#### [BRIEF]
Copy out the lines of the listing below, starting at the line that contains "Target: stone turret" and continuing through the end of the listing. Leave out the pictures.

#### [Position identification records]
###

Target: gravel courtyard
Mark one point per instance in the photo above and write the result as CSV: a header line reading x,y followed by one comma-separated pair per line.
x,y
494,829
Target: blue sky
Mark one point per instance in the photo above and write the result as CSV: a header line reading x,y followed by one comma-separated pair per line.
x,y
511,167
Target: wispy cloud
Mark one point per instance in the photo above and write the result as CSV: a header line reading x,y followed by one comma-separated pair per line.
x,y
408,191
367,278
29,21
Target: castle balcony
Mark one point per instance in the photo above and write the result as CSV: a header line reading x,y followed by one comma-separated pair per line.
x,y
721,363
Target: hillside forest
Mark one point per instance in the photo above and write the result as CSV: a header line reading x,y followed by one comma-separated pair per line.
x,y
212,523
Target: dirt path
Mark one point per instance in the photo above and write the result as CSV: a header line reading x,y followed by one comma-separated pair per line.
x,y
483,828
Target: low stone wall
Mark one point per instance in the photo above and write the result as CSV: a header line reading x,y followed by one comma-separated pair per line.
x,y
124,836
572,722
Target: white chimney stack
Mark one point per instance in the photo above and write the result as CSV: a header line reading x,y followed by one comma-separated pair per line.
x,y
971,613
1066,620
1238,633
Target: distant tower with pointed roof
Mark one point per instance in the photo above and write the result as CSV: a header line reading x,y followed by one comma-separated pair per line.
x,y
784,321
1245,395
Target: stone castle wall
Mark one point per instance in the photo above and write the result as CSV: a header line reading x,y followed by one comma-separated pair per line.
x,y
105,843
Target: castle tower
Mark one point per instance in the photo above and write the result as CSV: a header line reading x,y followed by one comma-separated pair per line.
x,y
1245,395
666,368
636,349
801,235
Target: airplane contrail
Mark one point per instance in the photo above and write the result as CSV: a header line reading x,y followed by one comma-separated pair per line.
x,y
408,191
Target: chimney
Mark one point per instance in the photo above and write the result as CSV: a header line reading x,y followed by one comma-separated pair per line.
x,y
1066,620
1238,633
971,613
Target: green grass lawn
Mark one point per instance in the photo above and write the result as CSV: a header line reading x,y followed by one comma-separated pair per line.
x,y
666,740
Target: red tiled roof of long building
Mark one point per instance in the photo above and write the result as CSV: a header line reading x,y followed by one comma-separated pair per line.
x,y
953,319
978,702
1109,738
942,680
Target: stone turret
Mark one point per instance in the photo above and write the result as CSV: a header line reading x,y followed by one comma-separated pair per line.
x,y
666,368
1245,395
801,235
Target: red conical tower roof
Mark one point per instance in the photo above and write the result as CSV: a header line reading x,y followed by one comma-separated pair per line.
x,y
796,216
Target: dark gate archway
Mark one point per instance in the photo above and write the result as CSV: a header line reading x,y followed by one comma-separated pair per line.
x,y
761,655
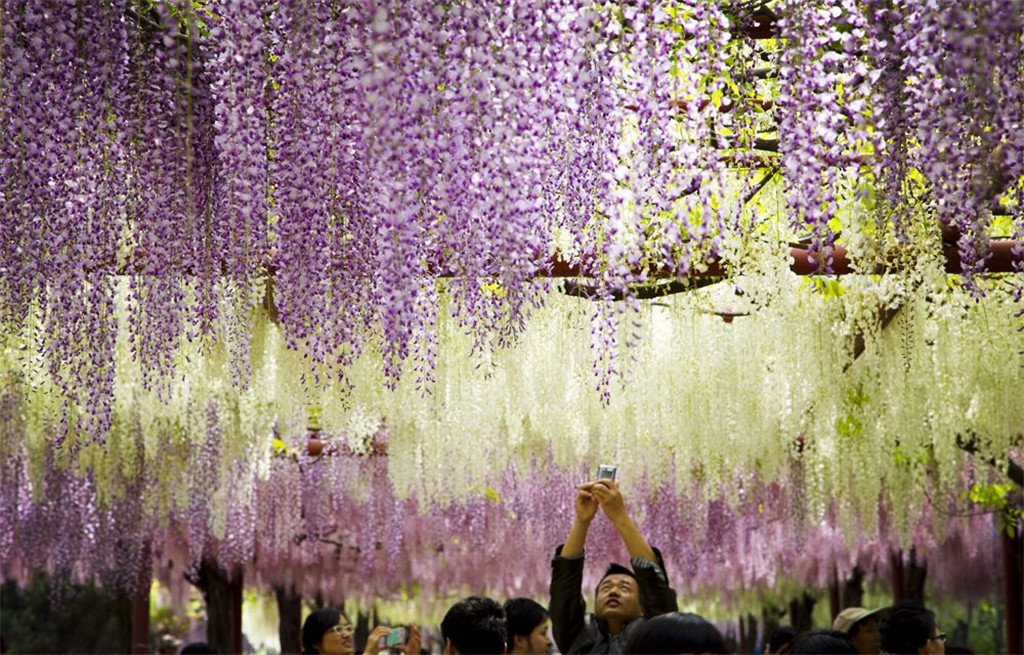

###

#### [SOLUTION FOR THIS PROBLEM]
Target: stone turret
Mark one point per instance in the photo above and write the result as CSV: a header line reading x,y followed by one comma-separated pair per line.
x,y
666,368
1245,395
801,235
Target: red conical tower roof
Mark one point per instance in the photo above and write the result as CSV: a header line reading x,y followed by one comma-separated pair per line.
x,y
796,216
Target: dark gate archway
Mark one point per instance in the photo above and write the result as CSV: a header line reading x,y followed by one comma-separated pair per line.
x,y
761,655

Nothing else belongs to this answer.